■ **任务列表**
1: 判断下列三项陈述是否与中国农民史选文相符。每项先答“是”或“否”,再照录选文中起决定作用的原句:(a) 传统史学中一直给农民留有位置;(b) 农民成为史学研究的重要对象始于1949年中华人民共和国成立;(c) 精耕细作农业如今养活着占世界近一半的人口。
2: 请输出中国农民史选文中从“面对中国农民史这样一个大题目”起到“体请进历史学而迈出的第一步。”止的那一段原文。
3: 请从中国农民史选文的最后一句之后接着写下去。

===== 选文 =====

面对中国农民史这样一个大题目,应该讲的问题自然十分多。但由于我们的知识太少,同时更为便于引起讨论计,我们只挑选了四个比较关键的问题略予论列。它们是:一、农民史研究回顾;二、中国农民的特点和贡献;三、历史周期和农民战争;四、“高水平均衡的陷井”和其他。
    一、农民史研究回顾
    史学在我国有非常悠久的历史。但在传统史学中从来没有农民的位置,这是传统史学最根本的弱点。农民被作为史学研究的重要对象是从1949年中华人民共和国成立才开始的。这是新式农民战争创建新中国在史学上的集中反映,所以不仅研究的重点,连学科也直接以中国农民战争史命名。
    农民曾经几乎是中华民族的全体,至今仍占人口的大多数,他们创造的精耕细作农业无疑是中华文明曾经领先于世界的物质基础,而今还养活着占世界近1/4的人口。历史将充分肯定中国农民战争史这个史学分支的产生在历史编纂学中的意义。因为,这是为把中华民族的主体请进历史学而迈出的第一步。

===== 数据 =====

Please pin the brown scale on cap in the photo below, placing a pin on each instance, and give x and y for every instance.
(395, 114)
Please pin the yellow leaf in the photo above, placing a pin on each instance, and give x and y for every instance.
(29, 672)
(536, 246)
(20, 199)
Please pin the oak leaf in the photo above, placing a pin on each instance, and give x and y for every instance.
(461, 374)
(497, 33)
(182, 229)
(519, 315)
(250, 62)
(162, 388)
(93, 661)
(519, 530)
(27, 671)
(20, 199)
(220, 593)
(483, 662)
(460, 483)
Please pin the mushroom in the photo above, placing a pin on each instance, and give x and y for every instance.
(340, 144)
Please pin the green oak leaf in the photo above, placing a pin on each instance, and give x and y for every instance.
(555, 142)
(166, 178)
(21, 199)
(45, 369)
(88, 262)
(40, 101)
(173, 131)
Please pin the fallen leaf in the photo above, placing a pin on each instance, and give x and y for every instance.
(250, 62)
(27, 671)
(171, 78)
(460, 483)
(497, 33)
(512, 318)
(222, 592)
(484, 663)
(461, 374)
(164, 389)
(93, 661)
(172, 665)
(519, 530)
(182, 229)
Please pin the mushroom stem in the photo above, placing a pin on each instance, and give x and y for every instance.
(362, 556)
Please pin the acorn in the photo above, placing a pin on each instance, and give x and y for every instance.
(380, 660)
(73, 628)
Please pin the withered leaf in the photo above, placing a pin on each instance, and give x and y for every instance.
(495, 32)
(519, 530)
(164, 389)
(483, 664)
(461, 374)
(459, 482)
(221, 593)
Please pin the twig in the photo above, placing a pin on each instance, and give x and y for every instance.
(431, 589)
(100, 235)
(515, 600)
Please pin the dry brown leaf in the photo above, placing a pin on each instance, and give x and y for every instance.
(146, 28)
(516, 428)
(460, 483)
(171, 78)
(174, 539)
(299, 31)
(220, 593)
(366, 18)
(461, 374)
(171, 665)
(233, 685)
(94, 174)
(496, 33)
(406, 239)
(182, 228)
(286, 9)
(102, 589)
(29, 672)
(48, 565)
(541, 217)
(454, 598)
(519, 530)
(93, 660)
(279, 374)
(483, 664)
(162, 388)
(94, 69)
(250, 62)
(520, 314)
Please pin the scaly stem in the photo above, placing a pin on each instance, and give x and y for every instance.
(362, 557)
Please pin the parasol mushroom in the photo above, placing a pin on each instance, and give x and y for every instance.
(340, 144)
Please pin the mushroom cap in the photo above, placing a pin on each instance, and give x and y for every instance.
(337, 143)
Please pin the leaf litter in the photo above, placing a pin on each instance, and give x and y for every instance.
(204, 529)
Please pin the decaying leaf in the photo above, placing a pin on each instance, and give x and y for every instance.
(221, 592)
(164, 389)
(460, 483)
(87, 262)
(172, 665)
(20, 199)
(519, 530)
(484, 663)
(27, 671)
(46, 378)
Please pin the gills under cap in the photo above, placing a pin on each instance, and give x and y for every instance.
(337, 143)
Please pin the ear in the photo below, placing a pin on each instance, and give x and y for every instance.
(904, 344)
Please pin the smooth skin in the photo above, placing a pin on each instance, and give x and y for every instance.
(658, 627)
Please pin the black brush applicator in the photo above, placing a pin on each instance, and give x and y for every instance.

=====

■ **任务结果**
1:
(a) 否。“但在传统史学中从来没有农民的位置”
(b) 是。“农民被作为史学研究的重要对象是从1949年中华人民共和国成立才开始的”
(c) 否。“而今还养活着占世界近1/4的人口”

2:
面对中国农民史这样一个大题目,应该讲的问题自然十分多。但由于我们的知识太少,同时更为便于引起讨论计,我们只挑选了四个比较关键的问题略予论列。它们是:一、农民史研究回顾;二、中国农民的特点和贡献;三、历史周期和农民战争;四、“高水平均衡的陷井”和其他。
    一、农民史研究回顾
    史学在我国有非常悠久的历史。但在传统史学中从来没有农民的位置,这是传统史学最根本的弱点。农民被作为史学研究的重要对象是从1949年中华人民共和国成立才开始的。这是新式农民战争创建新中国在史学上的集中反映,所以不仅研究的重点,连学科也直接以中国农民战争史命名。
    农民曾经几乎是中华民族的全体,至今仍占人口的大多数,他们创造的精耕细作农业无疑是中华文明曾经领先于世界的物质基础,而今还养活着占世界近1/4的人口。历史将充分肯定中国农民战争史这个史学分支的产生在历史编纂学中的意义。因为,这是为把中华民族的主体请进历史学而迈出的第一步。

3:
    和新中国不平坦的经历一样,年青的中国农民战争史学科也走了一条坎坷的路,教训良多。其中最根本的教训之一,恐怕要算是出现了越来越严重、越来越偏狭的排他性。从最初所谓的“五朵金花”到随后几乎独占了史学园地,这门学科的“显学”化过程在排斥了其他学科和不同观点的同时,也窒息了自身的生机。此外,学科的研究工作起初还多少有苏联同行的一些成果可资借鉴,后来的情况是连这唯一的吸取外来成果的小通道也关闭了。中国农民战争史的出现本是打破传统史学排他性的产物,结果竟发生了比传统史学还要严重的排他性,这是具有悲剧意义的讽刺,很值得我们同行深思。
    有一位外国学者说:现在有许多学者,尤其在中国,认为研究农民起义已毫无意义,已过时了。而我们认为,农民反抗的历史同现在农村问题关系紧密。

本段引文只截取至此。